### Exercise aim
Reproduce the lines of the material below, starting with the line with "Place a point on every instance of the blue running shoe" and going on through the end of the material, with "singlet" replaced by "jersey" and everything else left unchanged. Omit the pictures from your answer.

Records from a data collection

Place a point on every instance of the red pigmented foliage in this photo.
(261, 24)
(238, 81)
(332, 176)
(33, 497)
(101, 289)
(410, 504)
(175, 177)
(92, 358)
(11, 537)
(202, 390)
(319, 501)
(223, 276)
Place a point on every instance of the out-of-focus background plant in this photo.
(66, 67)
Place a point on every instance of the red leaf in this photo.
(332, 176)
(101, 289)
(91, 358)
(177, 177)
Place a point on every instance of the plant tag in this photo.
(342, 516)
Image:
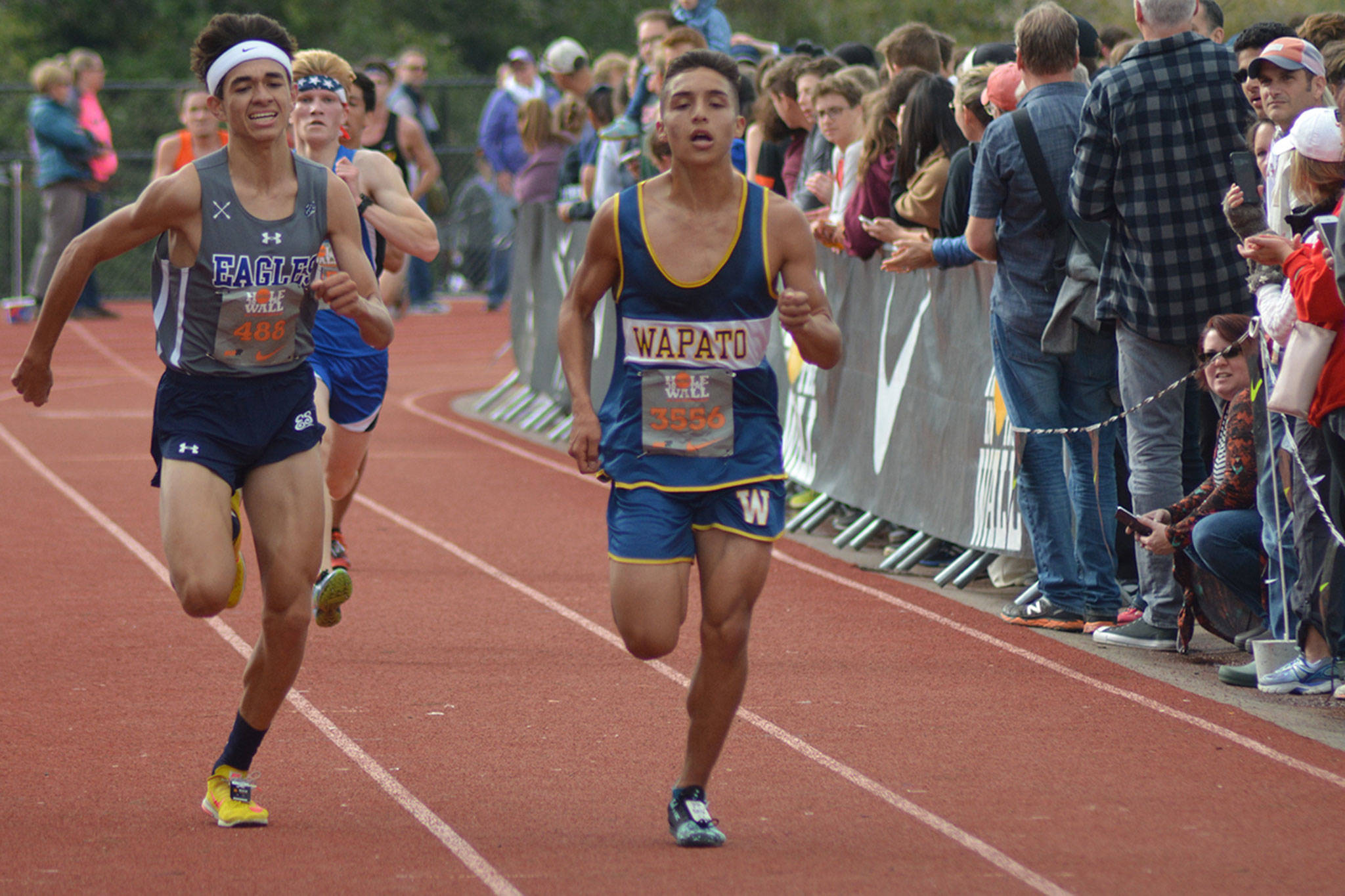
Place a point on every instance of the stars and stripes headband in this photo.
(238, 54)
(322, 82)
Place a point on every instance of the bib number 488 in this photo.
(260, 331)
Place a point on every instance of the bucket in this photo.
(1273, 653)
(18, 310)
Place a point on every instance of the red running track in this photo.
(474, 727)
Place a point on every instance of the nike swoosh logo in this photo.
(892, 389)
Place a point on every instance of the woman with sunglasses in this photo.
(1218, 524)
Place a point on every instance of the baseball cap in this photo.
(1001, 86)
(1317, 135)
(744, 51)
(564, 56)
(1290, 54)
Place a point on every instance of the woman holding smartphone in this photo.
(1218, 524)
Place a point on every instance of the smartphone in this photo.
(1246, 175)
(1133, 522)
(1325, 227)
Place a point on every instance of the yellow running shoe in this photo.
(331, 590)
(229, 800)
(240, 567)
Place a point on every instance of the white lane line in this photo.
(1210, 727)
(118, 360)
(923, 816)
(93, 414)
(1242, 740)
(407, 800)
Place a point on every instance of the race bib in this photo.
(257, 326)
(686, 413)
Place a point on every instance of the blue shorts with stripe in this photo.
(233, 425)
(357, 387)
(650, 526)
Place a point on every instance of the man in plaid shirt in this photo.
(1153, 160)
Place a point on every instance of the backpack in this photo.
(1076, 261)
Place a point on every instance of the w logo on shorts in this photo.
(757, 505)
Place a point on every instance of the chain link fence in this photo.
(139, 113)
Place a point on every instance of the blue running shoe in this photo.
(1300, 676)
(689, 819)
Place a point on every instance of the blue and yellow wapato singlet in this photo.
(693, 400)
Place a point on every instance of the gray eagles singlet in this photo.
(244, 308)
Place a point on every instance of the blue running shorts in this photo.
(233, 425)
(649, 526)
(357, 387)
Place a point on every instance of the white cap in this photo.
(1317, 135)
(564, 56)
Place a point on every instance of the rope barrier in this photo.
(1071, 430)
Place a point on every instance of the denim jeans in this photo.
(1071, 523)
(1275, 543)
(1155, 436)
(1227, 544)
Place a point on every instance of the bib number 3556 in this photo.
(686, 413)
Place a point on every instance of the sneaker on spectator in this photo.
(1300, 676)
(1042, 614)
(1138, 634)
(1095, 621)
(1243, 676)
(802, 499)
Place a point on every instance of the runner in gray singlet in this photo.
(246, 272)
(234, 299)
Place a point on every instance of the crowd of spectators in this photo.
(1097, 168)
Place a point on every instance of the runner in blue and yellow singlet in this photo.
(236, 292)
(689, 433)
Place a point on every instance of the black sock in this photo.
(242, 746)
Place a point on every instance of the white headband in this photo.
(238, 54)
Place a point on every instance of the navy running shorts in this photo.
(233, 425)
(357, 387)
(650, 526)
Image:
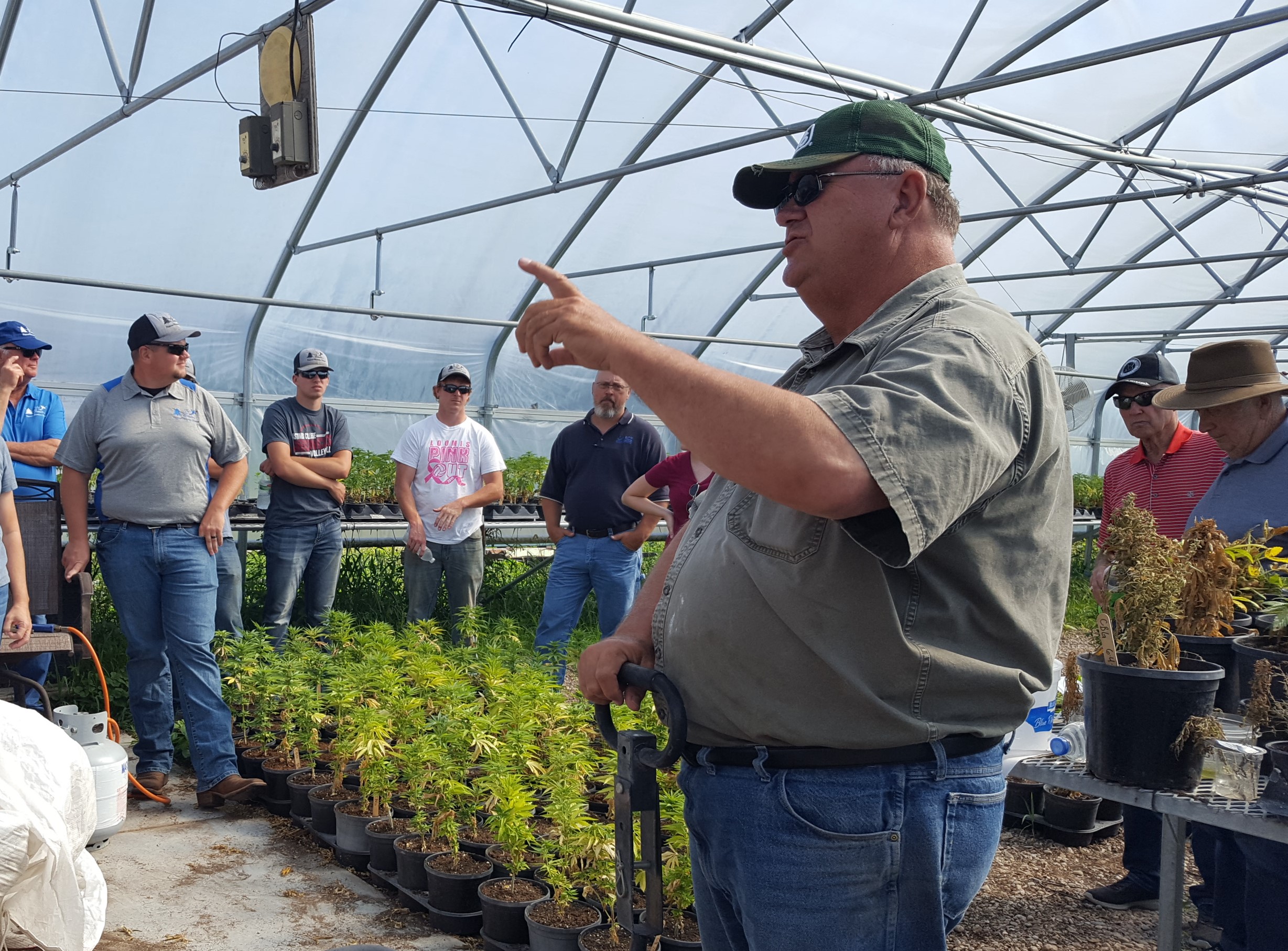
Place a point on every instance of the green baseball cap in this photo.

### The answer
Place a point on every instance of the blue running shoe in this photo.
(1300, 676)
(689, 819)
Place a point on every instance of the blue and yellow wapato jersey in this photo.
(693, 400)
Place a point on every instance of the gray eagles jersey in this photo.
(244, 308)
Place a point on every instance of the blue running shorts in this photo.
(233, 425)
(649, 526)
(357, 387)
Place a point on every instance of the white cap in this photo.
(1317, 135)
(564, 56)
Place a point on every instance of the rope barrier in this photo.
(1071, 430)
Place a point on every instance of the denim jeans in this photo.
(1071, 523)
(1275, 543)
(1155, 436)
(1227, 544)
Place a point on every instance of the bib number 3556 in this photo.
(686, 413)
Place a point on every instance of the sneaker on spectator in this photo.
(1300, 676)
(1042, 614)
(1138, 634)
(1095, 621)
(1243, 676)
(802, 499)
Place a point on every instance of the runner in gray jersey in this photo.
(246, 272)
(234, 299)
Place a point on every instance of the crowd of spectators in this photo.
(1097, 168)
Place a point on every instance of the runner in blue and yellow jersey in this photo.
(236, 292)
(689, 433)
Place a point on every instance of the black sock in this photo.
(242, 746)
Place a point on every instance of the white headband in this photo.
(238, 54)
Place a point on every instance of the navy running shorts in this photo.
(233, 425)
(357, 387)
(650, 526)
Image:
Place a point on every instance of the green baseball cap in this photo.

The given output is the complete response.